- **WORK TO BE COMPLETED**:
This exercise calls for the data below to be retyped exactly, minus any images.
THE DATA below:
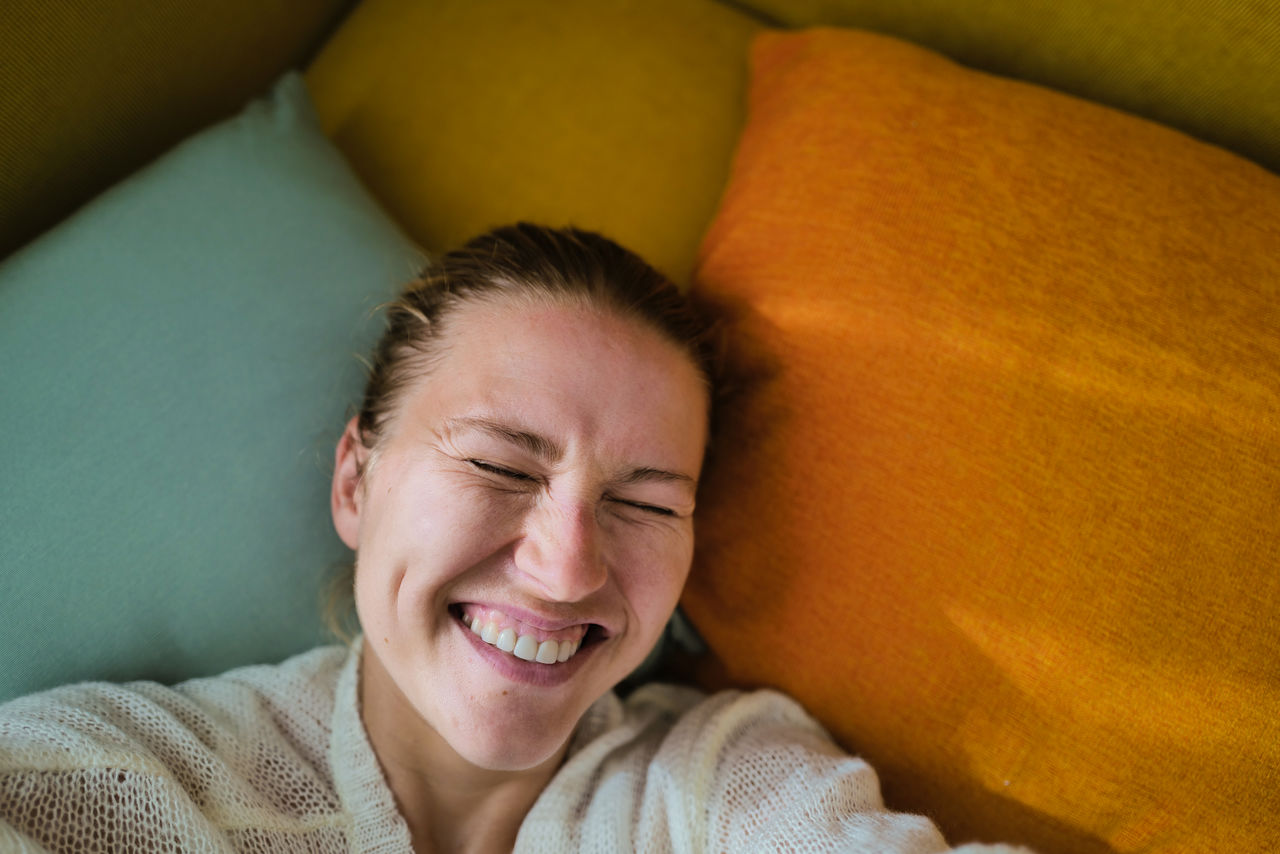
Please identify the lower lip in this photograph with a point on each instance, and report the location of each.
(528, 672)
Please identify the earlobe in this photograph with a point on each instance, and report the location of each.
(348, 467)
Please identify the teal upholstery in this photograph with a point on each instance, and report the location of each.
(179, 359)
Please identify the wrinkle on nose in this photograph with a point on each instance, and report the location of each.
(561, 551)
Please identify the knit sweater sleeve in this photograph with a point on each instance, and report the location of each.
(676, 772)
(214, 765)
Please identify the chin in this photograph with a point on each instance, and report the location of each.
(512, 750)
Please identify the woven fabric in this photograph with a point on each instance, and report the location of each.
(612, 115)
(1005, 498)
(275, 759)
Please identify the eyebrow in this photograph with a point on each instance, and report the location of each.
(547, 450)
(538, 446)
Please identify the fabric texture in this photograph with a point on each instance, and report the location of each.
(997, 502)
(179, 360)
(1210, 68)
(274, 758)
(612, 115)
(95, 90)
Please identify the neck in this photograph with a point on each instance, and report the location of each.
(448, 803)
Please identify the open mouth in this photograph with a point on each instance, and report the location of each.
(525, 642)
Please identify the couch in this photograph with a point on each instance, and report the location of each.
(995, 494)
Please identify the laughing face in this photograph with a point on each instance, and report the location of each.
(524, 526)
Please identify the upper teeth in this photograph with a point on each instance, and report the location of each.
(525, 647)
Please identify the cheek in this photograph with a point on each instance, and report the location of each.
(653, 574)
(423, 533)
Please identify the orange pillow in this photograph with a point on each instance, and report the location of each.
(1004, 510)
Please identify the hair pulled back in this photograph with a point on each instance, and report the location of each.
(522, 263)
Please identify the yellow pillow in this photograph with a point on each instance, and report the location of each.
(1001, 508)
(1206, 67)
(613, 115)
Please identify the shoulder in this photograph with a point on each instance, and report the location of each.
(95, 720)
(671, 768)
(140, 761)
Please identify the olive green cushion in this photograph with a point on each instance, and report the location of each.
(178, 360)
(1210, 68)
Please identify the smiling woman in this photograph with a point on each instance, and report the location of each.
(519, 489)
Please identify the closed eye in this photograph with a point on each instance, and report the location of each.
(498, 470)
(649, 508)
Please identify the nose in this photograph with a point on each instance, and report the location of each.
(562, 551)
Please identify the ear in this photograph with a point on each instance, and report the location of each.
(350, 464)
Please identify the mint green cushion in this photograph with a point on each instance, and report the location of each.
(178, 360)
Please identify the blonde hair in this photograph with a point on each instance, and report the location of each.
(520, 261)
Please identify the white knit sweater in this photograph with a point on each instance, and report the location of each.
(277, 759)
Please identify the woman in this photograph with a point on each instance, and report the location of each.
(519, 489)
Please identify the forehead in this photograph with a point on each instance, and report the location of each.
(574, 371)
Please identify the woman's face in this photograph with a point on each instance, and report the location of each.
(535, 488)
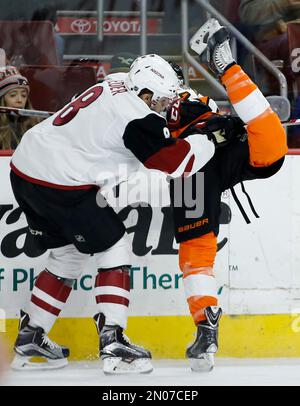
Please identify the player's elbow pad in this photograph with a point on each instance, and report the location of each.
End of THE DATA.
- **TASK RESULT**:
Please identify the lower lip in this photograph with a point on each instance, and report the location of each.
(528, 672)
Please identify the earlobe in this photograph with a point on each instance, and report the location of each.
(348, 467)
Please identify the teal upholstery in this photograph with a point on each instance, and report the location of each.
(179, 359)
Please identify the wrinkle on nose in this photograph with a point on each instance, and report the location of each.
(561, 551)
Please identify the knit sweater sleeve in this photograph with a point on each instance, and report the location of each.
(676, 772)
(214, 765)
Please identify the chin in this photograph with a point on each instance, and report the location of each.
(512, 750)
Please identify the woven fabric in this photograph with a point on each instance, and report the location of each.
(612, 115)
(1005, 498)
(275, 759)
Please identify the eyebrow in this photograph with a point on each instance, and report the location of each.
(547, 450)
(538, 446)
Please identify the fabric texture in this photograph with a point on each instance, and report the location of each.
(997, 502)
(179, 360)
(1210, 68)
(274, 758)
(612, 115)
(95, 90)
Please identify the neck in this photograph with a point on each instance, and report the location of each.
(448, 803)
Please identify the open mouth in this photograph with a point on each instance, and report the location of each.
(525, 642)
Please identify the couch in this photograph with a point on each instance, and report the location of each.
(995, 494)
Please identify the laughing face in this photograph with a point on each instance, and report the location of each.
(524, 526)
Please identify the upper teeth in this photograph with a point on each instance, and report the location of each.
(525, 647)
Please identify the cheek in this photograph with a point on each instance, and report the location of each.
(653, 574)
(423, 533)
Please identify the orange pillow in this photograph with a point on each instance, and report the location of each.
(1004, 510)
Please identify the hair pulled back in this photograph with a point on each instance, and report the location of each.
(522, 263)
Please identify the yellow pillow in this photograph with a point on each instance, and report the location of each.
(1001, 508)
(1206, 67)
(613, 115)
Please identify the shoulder in this photograph with a point on each instance, and report the location of each.
(95, 720)
(671, 768)
(140, 761)
Please identify the olive green cushion in this photograph with a point on each instance, and report the location of each.
(178, 360)
(1210, 68)
Please identify the smiling woman in this photograph with a point on each instance, and report the location of each.
(519, 489)
Please identify the closed eye in this photograph with a point on each instance, and report the location of each.
(498, 470)
(649, 508)
Please identify the nose in this photograph with a point on each instance, and report the location of each.
(562, 551)
Please identify the ear in this photograph with a point on each instance, and report the location of each.
(350, 464)
Please identify the mint green cushion in this photograph with a point on each instance, and report the location of each.
(178, 360)
Please identify the blonde hair in this photograph with a point on each instance, and report the location of each.
(520, 261)
Please identify the white knit sweater in this photograph with a point on each instance, and report the location of each.
(277, 759)
Please identify the woman in this photograph with a point on each instance, and report the location of each.
(519, 489)
Please identify the forehead in this photograph with a point on each instance, and report the location of each.
(574, 371)
Please identify the woman's face in this photograph with a point on each instance, and report the location of each.
(535, 488)
Please identify the player's elbow pad in this photograph with a point on each instance, and report the location of each.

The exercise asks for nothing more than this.